§ What you have to do:
Lines to return, exactly: from the line with "# drop a dot on each instance of the leafy" to the line with "# Target: dog's ear" in the entries below, both included.

(Exercise inputs)

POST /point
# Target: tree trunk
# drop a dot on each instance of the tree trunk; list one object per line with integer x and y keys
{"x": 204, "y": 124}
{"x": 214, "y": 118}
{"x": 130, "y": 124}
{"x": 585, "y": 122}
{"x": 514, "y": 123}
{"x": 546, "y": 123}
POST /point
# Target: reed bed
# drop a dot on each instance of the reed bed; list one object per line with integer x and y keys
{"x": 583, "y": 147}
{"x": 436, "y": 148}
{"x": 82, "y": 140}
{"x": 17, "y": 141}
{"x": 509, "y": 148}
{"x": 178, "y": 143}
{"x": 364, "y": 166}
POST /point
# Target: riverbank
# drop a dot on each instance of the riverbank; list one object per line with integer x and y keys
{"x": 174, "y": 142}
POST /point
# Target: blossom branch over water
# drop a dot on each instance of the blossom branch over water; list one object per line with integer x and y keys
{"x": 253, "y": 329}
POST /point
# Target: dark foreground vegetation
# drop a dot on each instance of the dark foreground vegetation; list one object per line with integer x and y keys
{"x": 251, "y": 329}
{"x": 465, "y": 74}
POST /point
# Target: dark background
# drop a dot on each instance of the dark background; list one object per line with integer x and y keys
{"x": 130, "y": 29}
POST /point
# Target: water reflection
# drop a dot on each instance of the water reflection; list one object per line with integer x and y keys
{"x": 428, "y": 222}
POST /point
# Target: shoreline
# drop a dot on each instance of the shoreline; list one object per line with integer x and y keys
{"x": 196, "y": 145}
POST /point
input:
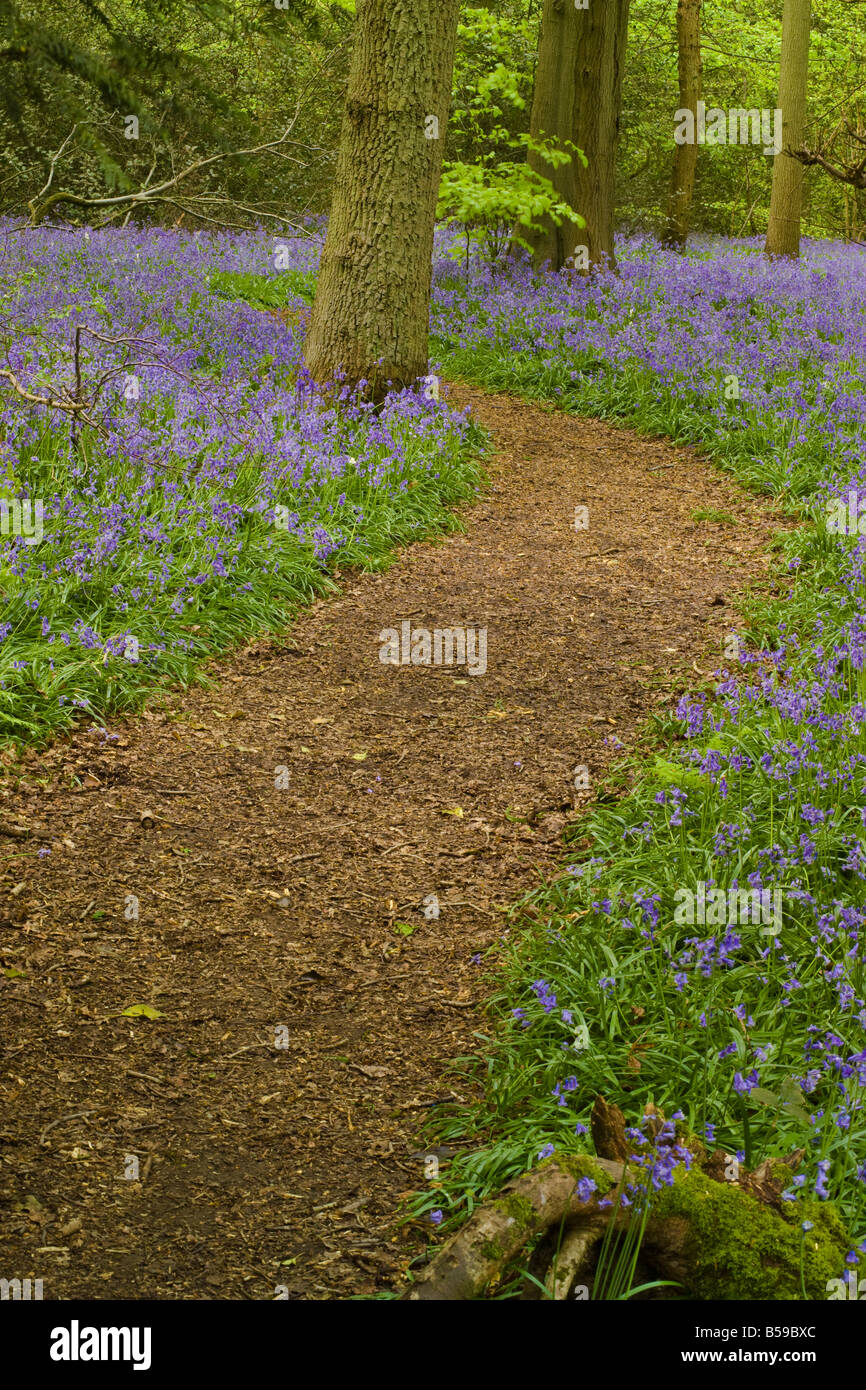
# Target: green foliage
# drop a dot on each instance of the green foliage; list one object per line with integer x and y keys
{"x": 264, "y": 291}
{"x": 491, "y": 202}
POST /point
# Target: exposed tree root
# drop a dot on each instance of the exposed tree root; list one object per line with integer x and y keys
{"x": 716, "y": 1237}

(End Exercise inputs)
(Exercise inputs)

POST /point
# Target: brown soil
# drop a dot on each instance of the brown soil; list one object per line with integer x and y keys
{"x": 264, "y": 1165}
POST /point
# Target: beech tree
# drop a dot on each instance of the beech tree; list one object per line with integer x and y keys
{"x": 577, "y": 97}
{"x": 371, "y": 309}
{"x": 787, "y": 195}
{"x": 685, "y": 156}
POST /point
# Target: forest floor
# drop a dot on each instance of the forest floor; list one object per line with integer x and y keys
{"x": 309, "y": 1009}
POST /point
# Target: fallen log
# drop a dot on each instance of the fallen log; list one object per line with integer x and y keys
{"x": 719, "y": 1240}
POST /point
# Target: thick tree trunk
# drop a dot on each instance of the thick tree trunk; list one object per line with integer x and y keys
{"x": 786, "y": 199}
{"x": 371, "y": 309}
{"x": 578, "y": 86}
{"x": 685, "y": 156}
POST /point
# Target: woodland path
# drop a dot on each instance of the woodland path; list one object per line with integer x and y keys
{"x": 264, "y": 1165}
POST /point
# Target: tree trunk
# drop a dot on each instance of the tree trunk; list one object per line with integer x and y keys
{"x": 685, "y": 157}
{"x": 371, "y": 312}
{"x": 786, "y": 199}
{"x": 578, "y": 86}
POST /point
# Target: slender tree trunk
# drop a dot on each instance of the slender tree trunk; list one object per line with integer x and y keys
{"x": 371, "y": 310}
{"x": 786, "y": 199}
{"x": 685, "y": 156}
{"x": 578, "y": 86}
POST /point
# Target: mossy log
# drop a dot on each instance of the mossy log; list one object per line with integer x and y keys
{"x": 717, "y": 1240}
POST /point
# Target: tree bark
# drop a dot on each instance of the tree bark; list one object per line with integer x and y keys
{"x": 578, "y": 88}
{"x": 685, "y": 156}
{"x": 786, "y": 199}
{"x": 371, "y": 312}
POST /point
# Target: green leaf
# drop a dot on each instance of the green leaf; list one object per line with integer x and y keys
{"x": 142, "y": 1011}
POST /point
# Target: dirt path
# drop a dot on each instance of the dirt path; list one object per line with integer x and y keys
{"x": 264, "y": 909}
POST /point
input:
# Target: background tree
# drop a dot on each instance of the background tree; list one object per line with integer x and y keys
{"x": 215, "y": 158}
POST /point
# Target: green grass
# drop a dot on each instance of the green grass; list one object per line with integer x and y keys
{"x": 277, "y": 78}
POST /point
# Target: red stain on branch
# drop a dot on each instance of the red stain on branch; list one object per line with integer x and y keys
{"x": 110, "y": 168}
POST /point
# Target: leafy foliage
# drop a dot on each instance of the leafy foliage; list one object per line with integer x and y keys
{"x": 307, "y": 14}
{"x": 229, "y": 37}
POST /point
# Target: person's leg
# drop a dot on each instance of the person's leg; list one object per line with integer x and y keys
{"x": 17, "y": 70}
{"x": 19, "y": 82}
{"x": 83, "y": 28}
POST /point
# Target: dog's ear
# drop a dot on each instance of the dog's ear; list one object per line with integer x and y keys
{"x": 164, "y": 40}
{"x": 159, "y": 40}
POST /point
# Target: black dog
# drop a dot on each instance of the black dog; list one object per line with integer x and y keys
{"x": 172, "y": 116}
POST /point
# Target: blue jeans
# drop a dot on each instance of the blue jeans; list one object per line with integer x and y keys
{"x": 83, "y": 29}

(End Exercise inputs)
(Exercise inputs)

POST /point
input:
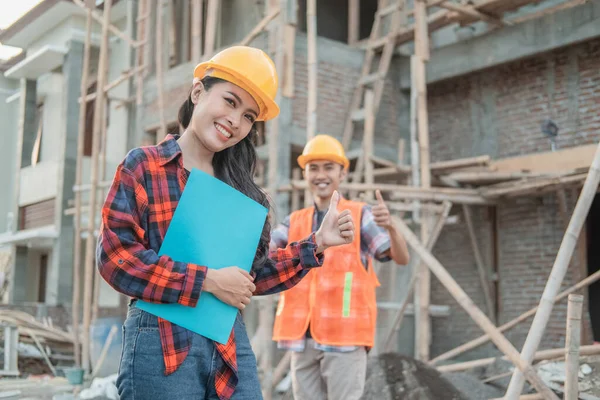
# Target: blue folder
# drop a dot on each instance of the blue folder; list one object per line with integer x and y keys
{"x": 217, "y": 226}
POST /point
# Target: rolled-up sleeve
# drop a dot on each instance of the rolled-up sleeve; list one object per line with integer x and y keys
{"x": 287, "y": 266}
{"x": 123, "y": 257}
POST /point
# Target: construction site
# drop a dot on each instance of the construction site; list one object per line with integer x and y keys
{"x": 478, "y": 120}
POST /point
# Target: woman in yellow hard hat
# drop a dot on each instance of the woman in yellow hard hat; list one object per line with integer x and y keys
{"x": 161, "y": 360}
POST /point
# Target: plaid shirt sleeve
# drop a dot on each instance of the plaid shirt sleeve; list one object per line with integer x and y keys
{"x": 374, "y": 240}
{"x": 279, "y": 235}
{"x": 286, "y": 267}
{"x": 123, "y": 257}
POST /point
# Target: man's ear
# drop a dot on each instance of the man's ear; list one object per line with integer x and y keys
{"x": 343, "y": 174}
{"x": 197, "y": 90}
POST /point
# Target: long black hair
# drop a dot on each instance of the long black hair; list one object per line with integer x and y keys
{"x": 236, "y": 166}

(End Exercise inputs)

§ Your response:
# drop a dot on each instance of the leafy foliage; list one object per line with integer x and y keys
{"x": 307, "y": 14}
{"x": 229, "y": 37}
POST /point
# Target: person's leg
# drop a dot on each instance of the person's leg; list one object per line with integer x and y keys
{"x": 17, "y": 70}
{"x": 19, "y": 82}
{"x": 83, "y": 28}
POST /point
# Target: dog's ear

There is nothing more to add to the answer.